Passage to read section start

Posts Tagged ‘Bermondsey’

Train windows and London’s best view

Sunday, January 26th, 2020

Back in the old days of British Rail (and at times after privatisation) I often used to enjoy taking pictures out of train windows. Then many carriages on suburban routes had doors between every pair of seats, and the doors had windows that you could slide down to around waist level and so take pictures unobstructed, though it might make it rather draughty for your fellow passengers. There were stern warnings about not leaning out of windows, and unless you braced yourself against the door frame it might have been possible to fall out, but you could photograph in any direction.

Some of the older rolling stock you needed to open the window to actually open the door at stations, as the doors only had handles on the outside, a useful safety precuation which made the carriages childproof and avoided any accidental opening, but sometimes meant infrequent travellers were trapped inside, unable to work out how to open them. Older readers too may remember the thick leather straps with holes to fit around a pin to hold the windows open at various levels.

Slightly more recent carriages came with a stiff handle you had to move sideways, protected by a raised surround, which only trapped mainly elderly ladies whose hands were no longer strong enough to move them and relied on other passengers to allow them to alight.

Now we have automatic opening doors and fixed windows with air conditioning on almost all services (though some still have narrow windows that don’t open enough to be useful) and can be sweat boxes when the air conditioning fails in summer or chill you if it can’t be switched off in winter. But more importantly for photographers, they have windows that are often scratched inside by bored travellers and almost always filthy outside. I have at times travelled with a cloth so when joining a train at the start of its journey I could select my seat and then step off the train to clean the window I was going to sit at so as to get a clearer view.

But either the train I joined at Charing Cross was new (and it did have that toxic smell of plasticiser) or had been recently cleaned, and for once I had a clear view. I hadn’t got onto the train to take pictures, just to get me to Blackheath, but it seemed to be too good a chance to miss, so I made a number of exposures.

Passage to read section end

Quote the post about train windows word for word, starting at "Train windows and" and ending at "in any direction.". The listing is not needed.

Raw data section start

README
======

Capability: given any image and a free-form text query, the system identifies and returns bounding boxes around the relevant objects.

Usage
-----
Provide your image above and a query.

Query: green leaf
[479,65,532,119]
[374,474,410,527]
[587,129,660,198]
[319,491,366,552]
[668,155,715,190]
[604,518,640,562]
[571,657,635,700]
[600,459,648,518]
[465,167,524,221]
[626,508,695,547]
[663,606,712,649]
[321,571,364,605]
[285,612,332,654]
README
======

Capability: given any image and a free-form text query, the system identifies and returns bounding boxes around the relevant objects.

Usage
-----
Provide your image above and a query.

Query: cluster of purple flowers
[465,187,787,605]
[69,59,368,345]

Raw data section end
Raw data section start

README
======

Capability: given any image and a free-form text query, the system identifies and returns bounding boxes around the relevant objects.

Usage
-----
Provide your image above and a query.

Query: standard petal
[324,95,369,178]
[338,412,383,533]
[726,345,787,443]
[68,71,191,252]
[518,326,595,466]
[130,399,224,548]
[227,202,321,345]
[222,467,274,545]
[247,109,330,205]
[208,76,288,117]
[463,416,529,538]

Raw data section end

- [Output below]:
Train windows and London’s best view

Sunday, January 26th, 2020

Back in the old days of British Rail (and at times after privatisation) I often used to enjoy taking pictures out of train windows. Then many carriages on suburban routes had doors between every pair of seats, and the doors had windows that you could slide down to around waist level and so take pictures unobstructed, though it might make it rather draughty for your fellow passengers. There were stern warnings about not leaning out of windows, and unless you braced yourself against the door frame it might have been possible to fall out, but you could photograph in any direction.